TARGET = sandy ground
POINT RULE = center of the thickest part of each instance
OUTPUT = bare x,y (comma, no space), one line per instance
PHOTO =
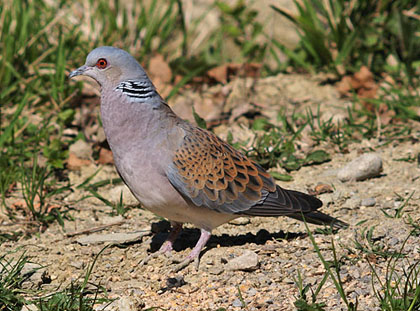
281,246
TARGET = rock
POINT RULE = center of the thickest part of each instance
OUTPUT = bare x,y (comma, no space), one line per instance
251,292
368,202
37,275
176,281
353,202
123,304
30,308
114,194
237,303
114,238
248,261
241,221
81,149
161,226
366,166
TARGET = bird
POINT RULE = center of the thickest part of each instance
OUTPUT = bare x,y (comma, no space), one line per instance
180,171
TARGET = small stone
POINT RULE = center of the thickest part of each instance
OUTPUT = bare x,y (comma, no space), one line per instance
251,292
123,304
161,226
364,167
30,308
241,221
237,303
114,195
81,149
248,261
352,203
368,202
176,281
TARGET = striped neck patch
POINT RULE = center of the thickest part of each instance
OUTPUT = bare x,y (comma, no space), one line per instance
138,90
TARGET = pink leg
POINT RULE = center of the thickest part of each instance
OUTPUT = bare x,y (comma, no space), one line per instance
195,253
167,246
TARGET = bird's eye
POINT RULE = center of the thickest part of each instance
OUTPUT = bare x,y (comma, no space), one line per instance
101,63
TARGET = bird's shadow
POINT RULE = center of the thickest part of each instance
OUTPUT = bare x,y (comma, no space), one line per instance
189,237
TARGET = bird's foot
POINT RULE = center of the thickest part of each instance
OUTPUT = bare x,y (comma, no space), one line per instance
167,246
195,253
186,262
165,249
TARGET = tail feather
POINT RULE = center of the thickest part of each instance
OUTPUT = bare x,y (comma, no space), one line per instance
296,205
319,218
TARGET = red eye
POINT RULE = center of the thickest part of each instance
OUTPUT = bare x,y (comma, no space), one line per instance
101,63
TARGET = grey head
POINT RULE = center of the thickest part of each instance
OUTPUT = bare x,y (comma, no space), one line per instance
110,66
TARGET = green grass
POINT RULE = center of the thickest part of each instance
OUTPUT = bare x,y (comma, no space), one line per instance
40,42
397,290
75,297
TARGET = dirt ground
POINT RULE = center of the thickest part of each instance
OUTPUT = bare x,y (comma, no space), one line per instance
281,245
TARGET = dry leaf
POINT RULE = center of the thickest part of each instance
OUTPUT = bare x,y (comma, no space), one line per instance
105,156
74,163
159,69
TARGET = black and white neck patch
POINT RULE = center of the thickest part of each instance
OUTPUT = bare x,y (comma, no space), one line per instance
137,90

• **Work to be completed**
Every line from the start of the material through the line holding "TARGET = striped neck patch" must be returned exactly, and the pictures must not.

• **Answer**
TARGET = sandy ground
POINT RULE = center of the thickest part of each instance
OUTPUT = bare x,y (comma, no space), one line per instance
PHOTO =
281,246
TARGET = rock
POINT RULE = center of the thickest part of each instance
OUTPUT = bare x,y (comma, no space), one line per instance
251,292
368,202
37,275
176,281
353,202
123,304
30,308
114,194
237,303
114,238
248,261
241,221
81,149
161,226
366,166
TARGET = bird
POINT RULE = center of the thickest part of each instance
OUTPUT = bare x,y (comma, no space), one line per instance
180,171
TARGET = small stone
POINT RULE = center of the thickest part of each instance
OUTPUT = bare x,y (comma, no space), one line per instance
251,292
123,304
161,226
364,167
30,308
241,221
237,303
114,195
81,149
248,261
352,203
368,202
176,281
TARGET = striped neck patch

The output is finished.